Pointing and labeling data:
- - -
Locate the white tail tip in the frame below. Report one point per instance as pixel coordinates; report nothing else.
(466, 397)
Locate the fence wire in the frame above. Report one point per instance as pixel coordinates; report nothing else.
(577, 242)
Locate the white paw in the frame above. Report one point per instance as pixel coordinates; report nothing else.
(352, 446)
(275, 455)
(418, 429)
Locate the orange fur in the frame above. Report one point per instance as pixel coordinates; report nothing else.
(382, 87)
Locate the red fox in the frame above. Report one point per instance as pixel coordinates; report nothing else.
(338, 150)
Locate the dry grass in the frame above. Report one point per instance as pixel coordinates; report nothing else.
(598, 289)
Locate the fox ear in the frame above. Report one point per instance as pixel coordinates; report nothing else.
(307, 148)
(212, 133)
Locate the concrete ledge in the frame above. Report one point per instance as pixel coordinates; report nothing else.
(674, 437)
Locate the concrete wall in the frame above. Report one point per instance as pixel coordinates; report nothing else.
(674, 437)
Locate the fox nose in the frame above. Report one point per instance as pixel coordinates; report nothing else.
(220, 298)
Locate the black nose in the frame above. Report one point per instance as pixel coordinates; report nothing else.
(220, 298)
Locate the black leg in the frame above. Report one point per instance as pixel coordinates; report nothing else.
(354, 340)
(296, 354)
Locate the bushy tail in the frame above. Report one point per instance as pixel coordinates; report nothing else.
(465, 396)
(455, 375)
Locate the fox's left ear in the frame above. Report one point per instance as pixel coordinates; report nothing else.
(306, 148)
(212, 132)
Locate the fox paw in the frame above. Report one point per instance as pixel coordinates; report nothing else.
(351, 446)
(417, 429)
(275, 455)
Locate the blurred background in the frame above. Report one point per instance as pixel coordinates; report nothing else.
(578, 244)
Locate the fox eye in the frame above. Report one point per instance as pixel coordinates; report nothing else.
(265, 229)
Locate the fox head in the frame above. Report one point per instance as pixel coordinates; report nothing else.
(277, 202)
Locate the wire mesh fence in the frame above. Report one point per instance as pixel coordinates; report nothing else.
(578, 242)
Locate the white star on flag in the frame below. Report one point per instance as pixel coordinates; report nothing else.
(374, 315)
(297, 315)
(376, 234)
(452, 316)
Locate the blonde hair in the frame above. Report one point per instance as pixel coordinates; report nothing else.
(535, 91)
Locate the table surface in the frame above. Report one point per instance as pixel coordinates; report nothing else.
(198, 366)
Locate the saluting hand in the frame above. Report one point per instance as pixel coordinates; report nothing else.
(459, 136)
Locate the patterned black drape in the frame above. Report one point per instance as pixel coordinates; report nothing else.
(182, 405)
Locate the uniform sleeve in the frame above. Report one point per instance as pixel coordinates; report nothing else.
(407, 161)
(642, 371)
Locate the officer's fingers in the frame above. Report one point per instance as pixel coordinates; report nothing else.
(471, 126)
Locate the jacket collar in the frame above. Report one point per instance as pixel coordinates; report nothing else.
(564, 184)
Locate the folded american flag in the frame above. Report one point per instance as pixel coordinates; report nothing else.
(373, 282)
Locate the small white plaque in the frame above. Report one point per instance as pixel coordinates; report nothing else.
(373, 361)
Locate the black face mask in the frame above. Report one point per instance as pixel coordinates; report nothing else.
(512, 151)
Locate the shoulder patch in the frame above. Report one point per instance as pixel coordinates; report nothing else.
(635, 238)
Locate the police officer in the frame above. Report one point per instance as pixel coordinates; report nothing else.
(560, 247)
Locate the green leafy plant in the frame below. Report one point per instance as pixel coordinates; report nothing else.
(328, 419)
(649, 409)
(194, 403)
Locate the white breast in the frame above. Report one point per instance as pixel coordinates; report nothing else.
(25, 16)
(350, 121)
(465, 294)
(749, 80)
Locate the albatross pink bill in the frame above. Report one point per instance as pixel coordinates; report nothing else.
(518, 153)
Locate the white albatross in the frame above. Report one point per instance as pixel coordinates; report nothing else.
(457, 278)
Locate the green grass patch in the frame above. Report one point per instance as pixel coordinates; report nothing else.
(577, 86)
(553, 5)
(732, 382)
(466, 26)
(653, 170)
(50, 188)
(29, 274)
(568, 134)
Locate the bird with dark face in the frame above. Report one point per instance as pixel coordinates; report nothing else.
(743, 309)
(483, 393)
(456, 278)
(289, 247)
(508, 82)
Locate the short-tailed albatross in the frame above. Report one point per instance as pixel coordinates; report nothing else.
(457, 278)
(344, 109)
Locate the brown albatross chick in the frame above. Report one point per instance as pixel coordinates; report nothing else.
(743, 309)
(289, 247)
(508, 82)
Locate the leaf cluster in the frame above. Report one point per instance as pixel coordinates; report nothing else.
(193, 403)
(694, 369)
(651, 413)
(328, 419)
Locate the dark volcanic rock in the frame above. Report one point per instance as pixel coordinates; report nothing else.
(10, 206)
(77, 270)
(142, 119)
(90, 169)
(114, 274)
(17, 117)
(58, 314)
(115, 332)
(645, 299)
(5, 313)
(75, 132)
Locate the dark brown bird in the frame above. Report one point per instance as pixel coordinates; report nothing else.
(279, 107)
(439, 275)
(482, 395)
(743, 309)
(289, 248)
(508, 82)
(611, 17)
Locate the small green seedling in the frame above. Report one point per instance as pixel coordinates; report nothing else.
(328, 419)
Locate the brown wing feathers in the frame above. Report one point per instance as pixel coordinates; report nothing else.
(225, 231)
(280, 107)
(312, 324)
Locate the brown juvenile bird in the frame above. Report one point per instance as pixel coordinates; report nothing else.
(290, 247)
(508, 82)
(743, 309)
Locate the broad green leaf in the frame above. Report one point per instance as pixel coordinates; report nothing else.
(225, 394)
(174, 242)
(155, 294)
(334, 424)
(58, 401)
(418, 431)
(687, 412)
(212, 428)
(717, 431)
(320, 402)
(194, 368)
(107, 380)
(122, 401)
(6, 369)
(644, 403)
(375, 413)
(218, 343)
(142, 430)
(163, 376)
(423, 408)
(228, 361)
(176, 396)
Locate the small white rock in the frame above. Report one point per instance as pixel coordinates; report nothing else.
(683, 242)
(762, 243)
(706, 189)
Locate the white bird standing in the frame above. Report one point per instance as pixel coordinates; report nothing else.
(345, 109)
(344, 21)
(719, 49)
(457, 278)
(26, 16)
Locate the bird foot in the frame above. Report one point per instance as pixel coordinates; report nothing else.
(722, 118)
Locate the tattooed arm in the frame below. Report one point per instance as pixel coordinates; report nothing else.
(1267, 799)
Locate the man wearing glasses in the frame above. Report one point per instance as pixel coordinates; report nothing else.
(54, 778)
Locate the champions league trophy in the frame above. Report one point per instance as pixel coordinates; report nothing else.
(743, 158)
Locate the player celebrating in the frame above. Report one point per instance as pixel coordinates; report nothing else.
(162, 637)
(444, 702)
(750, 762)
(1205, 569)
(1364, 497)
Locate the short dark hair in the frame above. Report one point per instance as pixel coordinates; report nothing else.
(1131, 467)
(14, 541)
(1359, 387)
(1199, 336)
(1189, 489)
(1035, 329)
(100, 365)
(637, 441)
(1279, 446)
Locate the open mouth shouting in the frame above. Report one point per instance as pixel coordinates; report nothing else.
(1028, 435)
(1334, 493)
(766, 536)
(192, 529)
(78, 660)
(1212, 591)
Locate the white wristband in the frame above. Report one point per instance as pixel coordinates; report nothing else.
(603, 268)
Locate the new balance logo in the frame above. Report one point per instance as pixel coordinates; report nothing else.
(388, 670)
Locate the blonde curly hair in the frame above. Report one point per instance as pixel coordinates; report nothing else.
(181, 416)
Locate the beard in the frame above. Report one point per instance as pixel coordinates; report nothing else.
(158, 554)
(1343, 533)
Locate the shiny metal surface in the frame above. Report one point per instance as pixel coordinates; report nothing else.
- - -
● **What the task asks**: Copy all of the data above line for line, with no changes.

● **Task result**:
Locate the white tail tip in the frame below. Report one point per instance as pixel coordinates; report nothing else.
(466, 397)
Locate the fence wire in the frame above. Report one point per instance as pixel coordinates; report nothing else.
(577, 242)
Locate the white paw in the frame above. Report one point per instance as pixel coordinates; report nothing else.
(352, 446)
(275, 455)
(418, 429)
Locate the orange fur in the frame above. Report one point per instance as pixel coordinates; report nothing else.
(382, 87)
Locate the red fox in the frame above. Report one point per instance as pixel coordinates; report nothing else.
(338, 150)
Locate the dry grass in the frame above. Report one point per instance as pixel coordinates; report nothing else.
(598, 289)
Locate the fox ear in the frame above. Report one point per instance as pixel coordinates; report nothing else.
(307, 148)
(212, 133)
Locate the concrete ledge in the frame above. Report one point per instance as pixel coordinates; report nothing else.
(674, 437)
Locate the concrete wall in the frame above. Report one point per instance as pixel coordinates; report nothing else.
(674, 437)
Locate the fox nose in the frame above. Report one point per instance as pixel coordinates; report nothing else.
(220, 298)
Locate the black nose in the frame above. Report one point per instance as pixel coordinates; report nothing else.
(220, 298)
Locate the black leg in the frame above. Report one point per instance as pixel coordinates; report nothing else.
(354, 340)
(296, 354)
Locate the bushy tail in the frame above. Report one point per instance as pixel coordinates; report nothing else.
(465, 396)
(455, 375)
Locate the fox's left ear in the frame above. Report one point per instance as pixel coordinates; report nothing else.
(306, 148)
(212, 132)
Locate the fox paw in the frame above. Report one point per instance as pixel coordinates; report nothing else.
(351, 446)
(417, 429)
(275, 455)
Locate the blurred background in the frame above. Report one point per instance as pixel coordinates; report nothing else.
(578, 244)
Locate the fox eye in the frame above. Report one point per instance as pixel coordinates; report nothing else.
(265, 229)
Locate the fox head in the frame above. Report one point per instance as pixel coordinates; report nothing else.
(277, 202)
Locate the wire mesh fence in the frame above. Report one point per instance as pixel coordinates; report nothing else.
(578, 242)
Locate the white star on flag in the frame below. Report one point per instance as pixel coordinates; report nothing else.
(374, 315)
(297, 315)
(376, 234)
(452, 316)
Locate the blonde hair in the frame above. Report one point per instance as pixel coordinates; report nothing else.
(535, 91)
Locate the table surface in the frame above. Report one point per instance as pixel coordinates; report nothing else.
(198, 366)
Locate the saluting hand in the frame above. Report one point per instance as pixel coordinates; report nothing else.
(459, 136)
Locate the patterned black drape in the frame above. Report one point per instance as pixel coordinates; report nothing else.
(182, 405)
Locate the uniform sleeve in the frame above. Report one point per instance as pixel coordinates; report nothing else.
(407, 161)
(642, 371)
Locate the officer's fingers in the frame above. Report one point per instance as pixel coordinates; report nothing else.
(471, 126)
Locate the jacket collar in the frame above. Report one point per instance as pixel coordinates; report nothing else.
(564, 184)
Locate the folded american flag in the frame above. Report one point per instance as pixel coordinates; report nothing else.
(373, 282)
Locate the small white plaque in the frame above. Report one point per instance as pixel coordinates; report nothing else.
(373, 361)
Locate the black face mask in the frame above. Report one point per instance as pixel coordinates; report nothing else.
(512, 151)
Locate the shoulder patch in the frame above. Report one point per instance as pixel coordinates; report nothing else.
(635, 238)
Locate the police officer in the frame above. Report one point per instance as pixel coordinates; report nothing else.
(560, 247)
Locate the green leafy plant in the frame below. Report one point per instance as pixel coordinates; report nothing else.
(328, 419)
(649, 409)
(194, 403)
Locate the white breast in the frame above. Report one point per instance as pixel coordinates; report nothing else.
(25, 16)
(350, 121)
(465, 294)
(749, 80)
Locate the albatross pink bill in the frame above. Report one point per instance as pixel coordinates; report nothing else.
(518, 153)
Locate the white albatross in the frame above. Report one point per instance as pixel coordinates; report nothing else.
(457, 278)
Locate the green grass patch in the frame above. Report one point per instance as pixel coordinates; report nothing else.
(577, 86)
(553, 5)
(732, 382)
(466, 26)
(653, 170)
(50, 188)
(29, 274)
(568, 134)
Locate the bird with dark face in the frame above. Report one point per instance as pixel coordinates; report nothing else.
(743, 309)
(483, 393)
(456, 278)
(289, 247)
(508, 82)
Locate the short-tailed albatross in the frame above. Report one point per instance as pixel coordinates; report nothing else.
(457, 278)
(344, 109)
Locate the brown albatross chick in the frame above. Report one point per instance as pixel coordinates; report nothing else.
(743, 309)
(289, 247)
(508, 82)
Locate the leaf cluster in the frame above. Report one point per instance as pixel coordinates; report nothing else.
(193, 403)
(694, 369)
(651, 413)
(328, 419)
Locate the dark volcanic rock in the frame above. Report one point per instance as pixel coordinates; report nothing else.
(10, 206)
(77, 270)
(142, 119)
(90, 169)
(114, 274)
(17, 117)
(58, 314)
(115, 332)
(645, 299)
(5, 313)
(75, 132)
Locate the dark brown bird in the frame above. Report one point per instance as pixel coordinates; report nothing else.
(279, 107)
(439, 275)
(482, 395)
(743, 309)
(289, 248)
(508, 82)
(611, 17)
Locate the small green seedling in the frame above. Report one point per instance as pixel coordinates; report nothing else.
(328, 419)
Locate the brown wing feathers in the frame above. Report one point per instance as pixel coordinates; report nothing else.
(225, 231)
(280, 107)
(312, 324)
Locate the brown juvenile bird in the frame above. Report one point per instance as pixel coordinates; report nothing else.
(290, 247)
(508, 82)
(743, 309)
Locate the broad green leaf in the frame above. Report one point per instance as pixel coordinates; report nothing else.
(225, 394)
(174, 242)
(155, 294)
(334, 424)
(58, 401)
(418, 431)
(687, 412)
(212, 428)
(717, 431)
(320, 402)
(194, 368)
(107, 380)
(122, 401)
(6, 369)
(644, 403)
(375, 413)
(218, 343)
(142, 430)
(163, 376)
(423, 408)
(228, 361)
(176, 396)
Locate the small white rock in the frame above. Report one point per instance as pixel coordinates; report nothing else.
(683, 242)
(762, 243)
(706, 189)
Locate the white bird standing in the frame above. Report one point per instance as pixel coordinates; report nothing else.
(345, 109)
(344, 21)
(719, 49)
(457, 278)
(26, 16)
Locate the bird foot in the frame above. Report one point per instance as pixel coordinates; report nothing else.
(722, 118)
Locate the tattooed arm in the frame below. Report one point per instance as pixel coordinates; report nothing else.
(1267, 799)
Locate the man wearing glasses in the frame above. Report one point per instance as pixel coordinates; report nothing else.
(54, 778)
Locate the champions league trophy in the frame above. Report one point per instance as pixel coordinates; report nothing else.
(743, 158)
Locate the player celebrating in the frame above. Report one point per instance as pixel coordinates; report nothing else.
(162, 637)
(444, 702)
(750, 762)
(1205, 569)
(1364, 497)
Locate the short dark hair in the frame above. Report one point per instance as pixel coordinates; report nothing else.
(1131, 467)
(14, 541)
(1359, 387)
(1199, 336)
(1189, 489)
(1035, 329)
(100, 365)
(637, 441)
(1279, 446)
Locate the open mouth shouting in the frame above. Report one point per instance as pixel coordinates; report nothing else.
(1028, 435)
(1334, 493)
(766, 536)
(192, 529)
(78, 660)
(1212, 591)
Locate the white wristband in the frame above. Report one point per instance as pixel coordinates; report nothing else.
(603, 268)
Locate the new balance logo in the frame above. Report one point per instance as pixel coordinates; report nothing else.
(388, 670)
Locate the blonde curly hair in the frame above. Report one point per instance as pixel coordinates; report nothing else.
(181, 416)
Locate the beard in the frame above. Report one point per instance as pixel coordinates; report nothing else.
(158, 554)
(1343, 533)
Locate the shiny metal surface in the frame above. Report one point per instance as pixel coordinates; report nothing else.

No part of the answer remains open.